### Records shown:
★ ★ ★
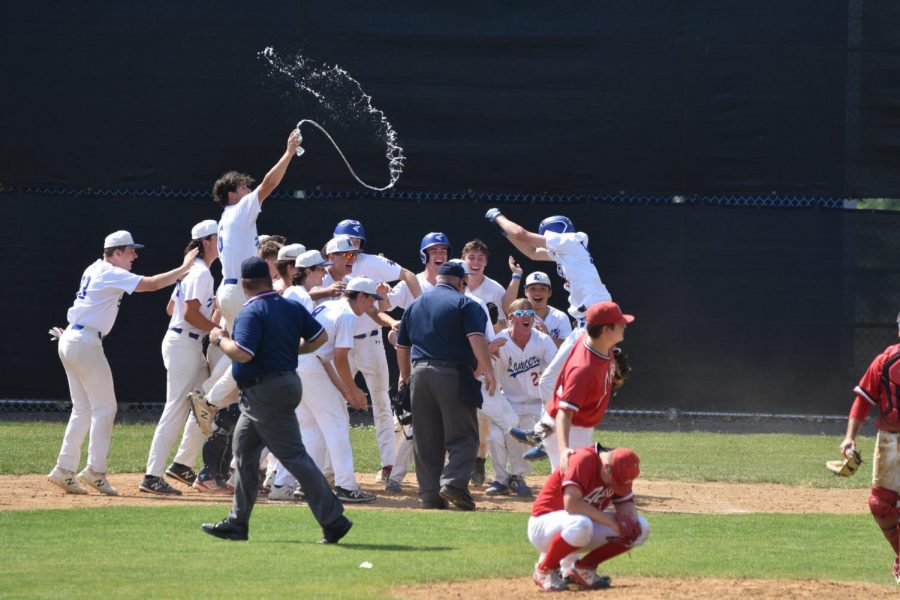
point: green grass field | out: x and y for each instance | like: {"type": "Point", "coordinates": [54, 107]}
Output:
{"type": "Point", "coordinates": [153, 551]}
{"type": "Point", "coordinates": [750, 458]}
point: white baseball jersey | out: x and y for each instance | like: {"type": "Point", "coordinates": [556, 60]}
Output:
{"type": "Point", "coordinates": [298, 294]}
{"type": "Point", "coordinates": [196, 285]}
{"type": "Point", "coordinates": [557, 323]}
{"type": "Point", "coordinates": [401, 297]}
{"type": "Point", "coordinates": [491, 291]}
{"type": "Point", "coordinates": [238, 239]}
{"type": "Point", "coordinates": [575, 265]}
{"type": "Point", "coordinates": [338, 320]}
{"type": "Point", "coordinates": [488, 328]}
{"type": "Point", "coordinates": [519, 370]}
{"type": "Point", "coordinates": [99, 294]}
{"type": "Point", "coordinates": [378, 269]}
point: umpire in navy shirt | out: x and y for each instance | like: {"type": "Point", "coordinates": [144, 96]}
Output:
{"type": "Point", "coordinates": [269, 333]}
{"type": "Point", "coordinates": [442, 352]}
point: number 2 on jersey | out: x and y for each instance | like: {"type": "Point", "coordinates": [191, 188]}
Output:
{"type": "Point", "coordinates": [81, 294]}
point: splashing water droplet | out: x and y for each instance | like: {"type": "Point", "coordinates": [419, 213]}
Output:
{"type": "Point", "coordinates": [329, 85]}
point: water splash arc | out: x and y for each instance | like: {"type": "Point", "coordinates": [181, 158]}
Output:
{"type": "Point", "coordinates": [347, 162]}
{"type": "Point", "coordinates": [343, 100]}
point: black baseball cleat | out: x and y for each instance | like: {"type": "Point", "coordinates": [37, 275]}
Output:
{"type": "Point", "coordinates": [226, 530]}
{"type": "Point", "coordinates": [334, 532]}
{"type": "Point", "coordinates": [158, 486]}
{"type": "Point", "coordinates": [526, 437]}
{"type": "Point", "coordinates": [182, 473]}
{"type": "Point", "coordinates": [460, 498]}
{"type": "Point", "coordinates": [478, 475]}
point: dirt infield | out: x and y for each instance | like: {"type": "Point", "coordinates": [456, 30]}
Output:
{"type": "Point", "coordinates": [30, 492]}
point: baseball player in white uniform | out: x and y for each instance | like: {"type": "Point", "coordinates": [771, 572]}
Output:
{"type": "Point", "coordinates": [91, 318]}
{"type": "Point", "coordinates": [323, 416]}
{"type": "Point", "coordinates": [238, 241]}
{"type": "Point", "coordinates": [550, 320]}
{"type": "Point", "coordinates": [308, 274]}
{"type": "Point", "coordinates": [367, 355]}
{"type": "Point", "coordinates": [237, 226]}
{"type": "Point", "coordinates": [186, 367]}
{"type": "Point", "coordinates": [518, 367]}
{"type": "Point", "coordinates": [285, 267]}
{"type": "Point", "coordinates": [558, 241]}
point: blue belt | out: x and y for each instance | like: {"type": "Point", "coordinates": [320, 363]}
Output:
{"type": "Point", "coordinates": [363, 336]}
{"type": "Point", "coordinates": [77, 327]}
{"type": "Point", "coordinates": [178, 330]}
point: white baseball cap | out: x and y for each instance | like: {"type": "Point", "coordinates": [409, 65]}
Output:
{"type": "Point", "coordinates": [538, 277]}
{"type": "Point", "coordinates": [203, 229]}
{"type": "Point", "coordinates": [120, 238]}
{"type": "Point", "coordinates": [291, 251]}
{"type": "Point", "coordinates": [311, 258]}
{"type": "Point", "coordinates": [340, 243]}
{"type": "Point", "coordinates": [462, 263]}
{"type": "Point", "coordinates": [365, 285]}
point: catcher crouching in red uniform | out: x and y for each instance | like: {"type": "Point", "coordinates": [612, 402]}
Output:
{"type": "Point", "coordinates": [569, 518]}
{"type": "Point", "coordinates": [880, 387]}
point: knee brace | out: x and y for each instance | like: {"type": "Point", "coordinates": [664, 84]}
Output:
{"type": "Point", "coordinates": [883, 504]}
{"type": "Point", "coordinates": [578, 531]}
{"type": "Point", "coordinates": [645, 533]}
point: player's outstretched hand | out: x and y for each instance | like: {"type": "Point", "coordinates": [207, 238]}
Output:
{"type": "Point", "coordinates": [514, 267]}
{"type": "Point", "coordinates": [294, 140]}
{"type": "Point", "coordinates": [189, 258]}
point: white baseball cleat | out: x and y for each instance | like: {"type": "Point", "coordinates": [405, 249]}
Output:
{"type": "Point", "coordinates": [65, 480]}
{"type": "Point", "coordinates": [97, 481]}
{"type": "Point", "coordinates": [204, 412]}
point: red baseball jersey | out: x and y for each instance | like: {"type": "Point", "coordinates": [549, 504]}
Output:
{"type": "Point", "coordinates": [584, 473]}
{"type": "Point", "coordinates": [880, 386]}
{"type": "Point", "coordinates": [584, 385]}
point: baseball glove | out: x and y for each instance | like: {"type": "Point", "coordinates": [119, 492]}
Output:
{"type": "Point", "coordinates": [846, 467]}
{"type": "Point", "coordinates": [623, 369]}
{"type": "Point", "coordinates": [629, 529]}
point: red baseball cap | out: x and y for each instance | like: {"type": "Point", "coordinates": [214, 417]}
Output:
{"type": "Point", "coordinates": [626, 467]}
{"type": "Point", "coordinates": [607, 313]}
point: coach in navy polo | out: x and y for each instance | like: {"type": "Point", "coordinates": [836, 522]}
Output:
{"type": "Point", "coordinates": [441, 352]}
{"type": "Point", "coordinates": [269, 333]}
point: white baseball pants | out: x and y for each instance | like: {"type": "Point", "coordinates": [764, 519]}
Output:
{"type": "Point", "coordinates": [93, 399]}
{"type": "Point", "coordinates": [325, 424]}
{"type": "Point", "coordinates": [367, 357]}
{"type": "Point", "coordinates": [578, 530]}
{"type": "Point", "coordinates": [506, 451]}
{"type": "Point", "coordinates": [185, 369]}
{"type": "Point", "coordinates": [230, 298]}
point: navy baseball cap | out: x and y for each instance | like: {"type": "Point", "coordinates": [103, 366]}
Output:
{"type": "Point", "coordinates": [254, 268]}
{"type": "Point", "coordinates": [453, 269]}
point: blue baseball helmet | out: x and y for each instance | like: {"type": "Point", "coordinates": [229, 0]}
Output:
{"type": "Point", "coordinates": [435, 238]}
{"type": "Point", "coordinates": [352, 228]}
{"type": "Point", "coordinates": [556, 223]}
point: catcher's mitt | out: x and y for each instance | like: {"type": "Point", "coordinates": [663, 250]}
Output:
{"type": "Point", "coordinates": [629, 529]}
{"type": "Point", "coordinates": [846, 467]}
{"type": "Point", "coordinates": [623, 369]}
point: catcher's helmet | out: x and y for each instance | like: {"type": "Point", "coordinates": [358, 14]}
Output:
{"type": "Point", "coordinates": [435, 238]}
{"type": "Point", "coordinates": [556, 223]}
{"type": "Point", "coordinates": [351, 228]}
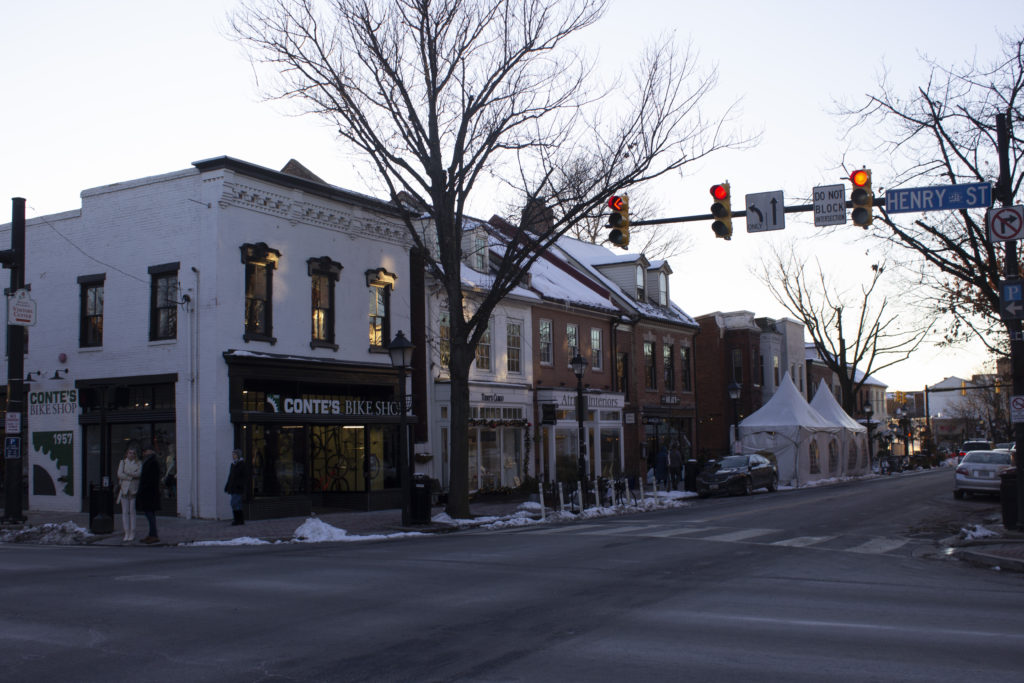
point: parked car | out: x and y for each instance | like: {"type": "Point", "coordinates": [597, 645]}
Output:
{"type": "Point", "coordinates": [968, 446]}
{"type": "Point", "coordinates": [979, 472]}
{"type": "Point", "coordinates": [737, 474]}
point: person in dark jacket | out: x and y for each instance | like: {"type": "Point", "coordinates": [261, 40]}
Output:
{"type": "Point", "coordinates": [236, 486]}
{"type": "Point", "coordinates": [147, 499]}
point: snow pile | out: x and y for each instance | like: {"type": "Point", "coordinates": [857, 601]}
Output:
{"type": "Point", "coordinates": [65, 534]}
{"type": "Point", "coordinates": [976, 531]}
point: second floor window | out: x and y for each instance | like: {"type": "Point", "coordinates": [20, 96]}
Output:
{"type": "Point", "coordinates": [380, 283]}
{"type": "Point", "coordinates": [669, 367]}
{"type": "Point", "coordinates": [650, 376]}
{"type": "Point", "coordinates": [91, 317]}
{"type": "Point", "coordinates": [323, 274]}
{"type": "Point", "coordinates": [483, 350]}
{"type": "Point", "coordinates": [572, 339]}
{"type": "Point", "coordinates": [544, 334]}
{"type": "Point", "coordinates": [260, 262]}
{"type": "Point", "coordinates": [514, 345]}
{"type": "Point", "coordinates": [164, 301]}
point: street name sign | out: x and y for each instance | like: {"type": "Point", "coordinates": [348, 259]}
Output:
{"type": "Point", "coordinates": [939, 198]}
{"type": "Point", "coordinates": [1006, 223]}
{"type": "Point", "coordinates": [829, 205]}
{"type": "Point", "coordinates": [1012, 299]}
{"type": "Point", "coordinates": [765, 211]}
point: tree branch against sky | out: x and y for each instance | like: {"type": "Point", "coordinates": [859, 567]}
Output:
{"type": "Point", "coordinates": [853, 331]}
{"type": "Point", "coordinates": [943, 132]}
{"type": "Point", "coordinates": [449, 99]}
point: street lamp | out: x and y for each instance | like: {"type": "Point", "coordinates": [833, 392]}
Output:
{"type": "Point", "coordinates": [579, 365]}
{"type": "Point", "coordinates": [868, 412]}
{"type": "Point", "coordinates": [401, 357]}
{"type": "Point", "coordinates": [734, 390]}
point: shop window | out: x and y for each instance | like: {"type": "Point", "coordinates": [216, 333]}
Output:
{"type": "Point", "coordinates": [595, 349]}
{"type": "Point", "coordinates": [513, 334]}
{"type": "Point", "coordinates": [380, 284]}
{"type": "Point", "coordinates": [324, 274]}
{"type": "Point", "coordinates": [91, 317]}
{"type": "Point", "coordinates": [545, 342]}
{"type": "Point", "coordinates": [260, 262]}
{"type": "Point", "coordinates": [572, 340]}
{"type": "Point", "coordinates": [483, 349]}
{"type": "Point", "coordinates": [669, 367]}
{"type": "Point", "coordinates": [164, 301]}
{"type": "Point", "coordinates": [650, 374]}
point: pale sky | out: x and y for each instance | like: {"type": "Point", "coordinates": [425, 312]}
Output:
{"type": "Point", "coordinates": [101, 91]}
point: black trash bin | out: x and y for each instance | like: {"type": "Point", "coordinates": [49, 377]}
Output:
{"type": "Point", "coordinates": [1008, 497]}
{"type": "Point", "coordinates": [420, 505]}
{"type": "Point", "coordinates": [100, 509]}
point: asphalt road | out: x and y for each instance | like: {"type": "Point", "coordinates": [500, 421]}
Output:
{"type": "Point", "coordinates": [841, 583]}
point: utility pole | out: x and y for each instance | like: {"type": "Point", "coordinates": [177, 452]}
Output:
{"type": "Point", "coordinates": [1005, 195]}
{"type": "Point", "coordinates": [13, 258]}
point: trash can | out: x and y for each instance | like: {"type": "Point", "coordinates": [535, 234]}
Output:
{"type": "Point", "coordinates": [420, 505]}
{"type": "Point", "coordinates": [1008, 497]}
{"type": "Point", "coordinates": [100, 509]}
{"type": "Point", "coordinates": [690, 471]}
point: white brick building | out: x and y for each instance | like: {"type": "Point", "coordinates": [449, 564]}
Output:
{"type": "Point", "coordinates": [221, 306]}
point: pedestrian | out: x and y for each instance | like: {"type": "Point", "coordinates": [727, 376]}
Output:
{"type": "Point", "coordinates": [662, 467]}
{"type": "Point", "coordinates": [147, 500]}
{"type": "Point", "coordinates": [128, 474]}
{"type": "Point", "coordinates": [675, 465]}
{"type": "Point", "coordinates": [236, 486]}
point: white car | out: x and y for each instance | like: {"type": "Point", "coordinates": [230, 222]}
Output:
{"type": "Point", "coordinates": [979, 472]}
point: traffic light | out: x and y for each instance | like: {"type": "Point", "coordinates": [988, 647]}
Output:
{"type": "Point", "coordinates": [619, 220]}
{"type": "Point", "coordinates": [861, 198]}
{"type": "Point", "coordinates": [722, 210]}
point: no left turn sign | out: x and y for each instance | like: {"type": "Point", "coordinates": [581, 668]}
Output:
{"type": "Point", "coordinates": [1006, 223]}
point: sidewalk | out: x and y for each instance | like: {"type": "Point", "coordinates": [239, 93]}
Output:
{"type": "Point", "coordinates": [178, 530]}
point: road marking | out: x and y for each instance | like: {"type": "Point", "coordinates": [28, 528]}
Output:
{"type": "Point", "coordinates": [803, 541]}
{"type": "Point", "coordinates": [878, 546]}
{"type": "Point", "coordinates": [741, 535]}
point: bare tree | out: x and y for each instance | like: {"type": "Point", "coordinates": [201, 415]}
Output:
{"type": "Point", "coordinates": [944, 132]}
{"type": "Point", "coordinates": [443, 95]}
{"type": "Point", "coordinates": [853, 332]}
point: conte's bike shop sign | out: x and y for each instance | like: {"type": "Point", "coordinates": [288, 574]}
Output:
{"type": "Point", "coordinates": [52, 409]}
{"type": "Point", "coordinates": [348, 408]}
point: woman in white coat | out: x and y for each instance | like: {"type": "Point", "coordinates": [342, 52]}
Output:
{"type": "Point", "coordinates": [128, 473]}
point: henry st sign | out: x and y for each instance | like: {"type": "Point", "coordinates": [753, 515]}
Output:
{"type": "Point", "coordinates": [939, 198]}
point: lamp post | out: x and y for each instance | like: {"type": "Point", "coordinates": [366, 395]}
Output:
{"type": "Point", "coordinates": [734, 390]}
{"type": "Point", "coordinates": [868, 411]}
{"type": "Point", "coordinates": [579, 365]}
{"type": "Point", "coordinates": [400, 350]}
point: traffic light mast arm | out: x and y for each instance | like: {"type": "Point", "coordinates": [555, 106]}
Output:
{"type": "Point", "coordinates": [879, 202]}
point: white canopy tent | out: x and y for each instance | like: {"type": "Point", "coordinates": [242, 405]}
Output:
{"type": "Point", "coordinates": [853, 458]}
{"type": "Point", "coordinates": [794, 432]}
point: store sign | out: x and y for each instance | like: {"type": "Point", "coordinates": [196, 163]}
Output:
{"type": "Point", "coordinates": [344, 409]}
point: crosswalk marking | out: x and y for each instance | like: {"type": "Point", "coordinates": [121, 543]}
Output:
{"type": "Point", "coordinates": [879, 546]}
{"type": "Point", "coordinates": [803, 541]}
{"type": "Point", "coordinates": [741, 535]}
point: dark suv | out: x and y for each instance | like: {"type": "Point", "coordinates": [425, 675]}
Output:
{"type": "Point", "coordinates": [737, 474]}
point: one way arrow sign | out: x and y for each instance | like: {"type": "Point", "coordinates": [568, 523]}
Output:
{"type": "Point", "coordinates": [1012, 299]}
{"type": "Point", "coordinates": [765, 211]}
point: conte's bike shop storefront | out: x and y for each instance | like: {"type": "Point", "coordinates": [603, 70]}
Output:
{"type": "Point", "coordinates": [559, 435]}
{"type": "Point", "coordinates": [315, 434]}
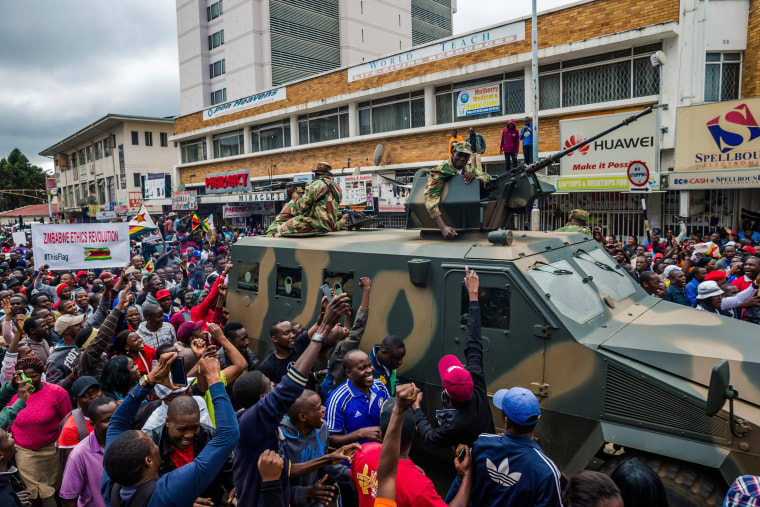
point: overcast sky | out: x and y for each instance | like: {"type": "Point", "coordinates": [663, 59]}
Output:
{"type": "Point", "coordinates": [68, 63]}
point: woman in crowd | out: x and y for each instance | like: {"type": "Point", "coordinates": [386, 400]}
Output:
{"type": "Point", "coordinates": [35, 431]}
{"type": "Point", "coordinates": [128, 343]}
{"type": "Point", "coordinates": [639, 485]}
{"type": "Point", "coordinates": [120, 374]}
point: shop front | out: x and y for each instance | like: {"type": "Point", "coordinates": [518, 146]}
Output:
{"type": "Point", "coordinates": [600, 177]}
{"type": "Point", "coordinates": [716, 176]}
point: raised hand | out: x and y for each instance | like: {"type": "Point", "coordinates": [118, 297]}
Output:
{"type": "Point", "coordinates": [270, 466]}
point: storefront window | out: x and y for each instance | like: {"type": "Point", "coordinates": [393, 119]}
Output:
{"type": "Point", "coordinates": [271, 136]}
{"type": "Point", "coordinates": [616, 75]}
{"type": "Point", "coordinates": [193, 151]}
{"type": "Point", "coordinates": [399, 112]}
{"type": "Point", "coordinates": [228, 144]}
{"type": "Point", "coordinates": [323, 126]}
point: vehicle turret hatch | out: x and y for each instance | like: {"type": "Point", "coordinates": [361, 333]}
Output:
{"type": "Point", "coordinates": [609, 278]}
{"type": "Point", "coordinates": [567, 291]}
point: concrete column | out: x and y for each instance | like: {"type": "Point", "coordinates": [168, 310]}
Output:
{"type": "Point", "coordinates": [294, 140]}
{"type": "Point", "coordinates": [209, 147]}
{"type": "Point", "coordinates": [353, 119]}
{"type": "Point", "coordinates": [529, 106]}
{"type": "Point", "coordinates": [429, 105]}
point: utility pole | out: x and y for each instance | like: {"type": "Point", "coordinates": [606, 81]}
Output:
{"type": "Point", "coordinates": [534, 68]}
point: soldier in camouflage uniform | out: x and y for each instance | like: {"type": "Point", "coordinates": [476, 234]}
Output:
{"type": "Point", "coordinates": [318, 206]}
{"type": "Point", "coordinates": [288, 211]}
{"type": "Point", "coordinates": [456, 165]}
{"type": "Point", "coordinates": [577, 223]}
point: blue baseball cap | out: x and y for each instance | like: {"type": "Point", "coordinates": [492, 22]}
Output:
{"type": "Point", "coordinates": [518, 404]}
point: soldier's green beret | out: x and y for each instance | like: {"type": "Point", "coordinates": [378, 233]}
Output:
{"type": "Point", "coordinates": [579, 214]}
{"type": "Point", "coordinates": [462, 148]}
{"type": "Point", "coordinates": [323, 167]}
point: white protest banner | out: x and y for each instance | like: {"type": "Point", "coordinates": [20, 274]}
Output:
{"type": "Point", "coordinates": [80, 246]}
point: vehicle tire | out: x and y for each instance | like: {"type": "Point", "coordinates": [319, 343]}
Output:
{"type": "Point", "coordinates": [686, 484]}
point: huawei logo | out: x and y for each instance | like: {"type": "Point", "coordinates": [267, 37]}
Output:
{"type": "Point", "coordinates": [569, 143]}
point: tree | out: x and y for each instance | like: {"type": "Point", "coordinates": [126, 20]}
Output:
{"type": "Point", "coordinates": [16, 173]}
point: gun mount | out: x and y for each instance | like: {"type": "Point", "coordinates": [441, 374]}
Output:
{"type": "Point", "coordinates": [472, 207]}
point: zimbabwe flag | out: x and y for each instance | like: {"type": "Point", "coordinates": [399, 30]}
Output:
{"type": "Point", "coordinates": [97, 254]}
{"type": "Point", "coordinates": [197, 222]}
★ ★ ★
### Task brief:
Quote only the lines from the one containing "point: white protest" through the final line of the records, with both ends included.

### Exercise response:
point: white protest banner | out: x and y for each instance | like: {"type": "Point", "coordinates": [20, 274]}
Output:
{"type": "Point", "coordinates": [80, 246]}
point: vehicle tire | out: x and y for each instance | like: {"type": "Point", "coordinates": [319, 343]}
Output:
{"type": "Point", "coordinates": [686, 484]}
point: huawei logo | out: x and y for each instance | like: {"type": "Point", "coordinates": [267, 37]}
Output:
{"type": "Point", "coordinates": [569, 143]}
point: tree | out: x and y for each instance | like: {"type": "Point", "coordinates": [126, 20]}
Output:
{"type": "Point", "coordinates": [16, 173]}
point: gun mount | out: x and y for each instance | like: {"type": "Point", "coordinates": [441, 374]}
Output:
{"type": "Point", "coordinates": [472, 207]}
point: zimbabwe flag | out: x and y for each instance | like: {"type": "Point", "coordinates": [399, 30]}
Output:
{"type": "Point", "coordinates": [97, 254]}
{"type": "Point", "coordinates": [197, 222]}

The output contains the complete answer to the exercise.